First, a reduced chemical kinetic mechanism for n-dodecane-n-butanol-polycyclic aromatic hydrocarbon (PAH) is developed using the direct relation graph with error propagation (DRGEP) and isomer lumping methods. In the mechanism, n-dodecane is being used as the diesel surrogate fuel. Consequently, the n-dodecane-n-butanol-PAH mechanism consists of 105 species and 584 reactions (DB105) and it is validated under a wide range of engine operating conditions such as shock tube (ST) ignition delay (ID) times, jet-stirred reactor (JSR) and premixed laminar flame species concentrations and laminar flame speed. The DB105 mechanism shows good agreements to the experimental measurements and predictions by the detailed mechanism for majority of the tested conditions. Subsequently, a set of Computational Fluid Dynamics (CFD) sub-models is formulated to describe the spray, ignition, combustion and soot of n-dodecane-n-butanol in a diesel engine-like constant volume combustion chamber. The fidelity of the DB105 mechanism is further assessed in CFD simulations by comparing the predicted liquid penetration length (LPL), vapour penetration length (VPL), ID, flame lift-off length (FLOL) and soot to the experimental measurements. Nine cases at various n-butanol blending ratios and ambient temperatures are tested and results show that the predicted LPL and VPL deviated with a maximum of 4% whereas the ID and FLOL deviated by 20% and 12%, respectively. For soot validation, the soot volume fraction (SVF) of pure n-dodecane (Bu0) at 850 K and 900 K are compared to the experimental measurements where the maximum errors are recorded to be 1.0 ppm (100%) and 0.3 ppm (10%), respectively. However, the location and size of the soot cloud are also well emulated. Overall, the good validation results of the DB105 mechanism indicates that improvements have been made to the present mechanism and it is more superior than the existing n-dodecane-n-butanol mechanisms in terms of its size and accuracy.

◆ ◆ ◆

**SHORT PROBLEM 1**
Answer these questions about the combustion mechanism passage, one per line:
(a) Which fuel serves as the diesel surrogate in the mechanism?
(b) How many species and reactions make up the DB105 mechanism?
(c) How many cases were tested in the CFD simulations?

**DATA RECORDS**
◆ ◆ ◆

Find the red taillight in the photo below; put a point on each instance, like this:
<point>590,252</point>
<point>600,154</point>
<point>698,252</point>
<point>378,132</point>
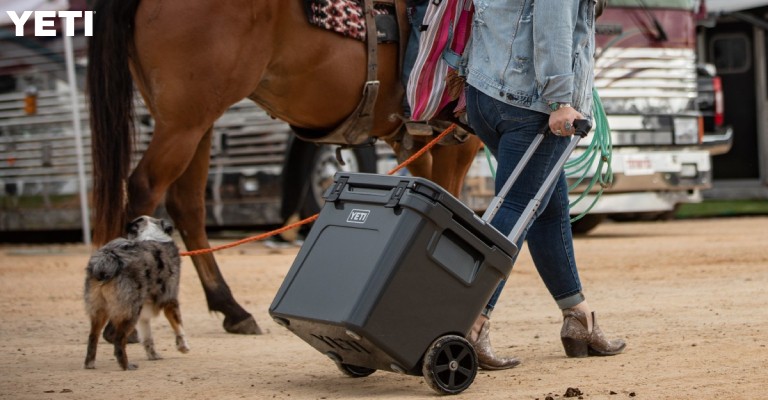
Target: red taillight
<point>719,108</point>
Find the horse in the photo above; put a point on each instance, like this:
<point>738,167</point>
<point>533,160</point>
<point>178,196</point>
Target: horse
<point>190,61</point>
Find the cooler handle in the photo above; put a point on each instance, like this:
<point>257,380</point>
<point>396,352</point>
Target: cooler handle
<point>582,126</point>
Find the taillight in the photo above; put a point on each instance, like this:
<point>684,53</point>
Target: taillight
<point>719,108</point>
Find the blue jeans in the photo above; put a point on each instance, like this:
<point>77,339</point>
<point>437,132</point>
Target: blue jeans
<point>508,131</point>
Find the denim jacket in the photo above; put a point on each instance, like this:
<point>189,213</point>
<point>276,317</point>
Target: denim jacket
<point>529,53</point>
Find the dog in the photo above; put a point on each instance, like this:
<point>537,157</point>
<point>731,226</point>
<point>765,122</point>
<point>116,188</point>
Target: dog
<point>128,281</point>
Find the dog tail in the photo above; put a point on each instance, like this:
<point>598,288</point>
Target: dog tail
<point>108,261</point>
<point>104,266</point>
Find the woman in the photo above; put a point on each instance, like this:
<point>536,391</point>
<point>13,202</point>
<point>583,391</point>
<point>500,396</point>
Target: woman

◆ ◆ ◆

**SHORT PROBLEM 2**
Locate every line in the listing that contains the word "denim" and copy each of those lines.

**RESULT 1**
(a) n-dodecane
(b) 105 species and 584 reactions
(c) Nine

**RESULT 2**
Find the denim jacket in the photo above; put a point on each instance, like this:
Target: denim jacket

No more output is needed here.